- Text passage -
Abstract 391: Cardiac Effects of Attenuating Gsα- dependent Signaling
Background: Inhibition of β-adrenergic signaling plays a key role in treatment of heart failure. GSα (excitatory subunit of Gα-protein) is essential for β-adrenergic signal transduction. Transgenic mice overexpressing GSα develop cardiomyopathy. Several lines of evidence suggest additional roles of GSα-signaling beyond the β-adrenergic system.
Methods: In this study we analyzed the influence of GSα on regulation of myocardial function and development of cardiac hypertrophy, using a transgenic mouse model overexpressing a dominant negative GSα-mutant (70% cAMP reduction) under control of the α-MHC-promotor. Cardiac phenotype was characterized in vivo and in vitro. Response to acute (isoproterenol 0,02– 0,2 μg×kg−1×min−1 i.v.) and chronic (isoproterenol 30 μg×g−1×d−1 s.c., 14d) β-adrenergic stimulation was analyzed.

- Data for review -
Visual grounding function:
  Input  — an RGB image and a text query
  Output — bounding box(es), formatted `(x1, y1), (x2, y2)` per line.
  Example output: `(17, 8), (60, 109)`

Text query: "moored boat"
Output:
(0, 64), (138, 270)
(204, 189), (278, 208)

- Exercise instructions -
Write the next part of the abstract on Gsα signaling in the heart, picking up right after its last sentence.

- Written answer -
Results: At rest, GSα-DN-mice showed bradycardia (602±17 vs. 660±13 bpm, p<0.01) and decreased dp/dtmax (5143±462 vs. 7194±267 mmHg/s, p<0.003). No significant differences were found regarding ejection fraction, heart weight and cardiomyocyte size. β-blockade by propranolol revealed no baseline differences of hemodynamic parameters between wildtype and GSα-DN-mice. Acute adrenergic stimulation resulted in decreasedβ-adrenergic responsiveness in GSα-DN-mice. Under chronic adrenergic stimulation wildtype mice developed myocardial hypertrophy associated with increase of LV/BW-ratio by 17% (4.1±0.2 vs. 3.5±0.1 mg/g, p<0.03) and increase of cardiac myocyte size by 24% (p<0.001). In contrast, both parameters were unchanged in GSα-DN-mice after chronic isoproterenol stimulation.
Conclusion: Overexpression of a dominant negative mutant of GSα leads to decreased β-adrenergic responsiveness and is protective against isoproterenol-induced hypertrophy. Thus GSα-DN-mice are a suitable model for characterization of β-adrenergic signal transduction in heart failure and for evaluation of potential prevention points for contractile dysfunction.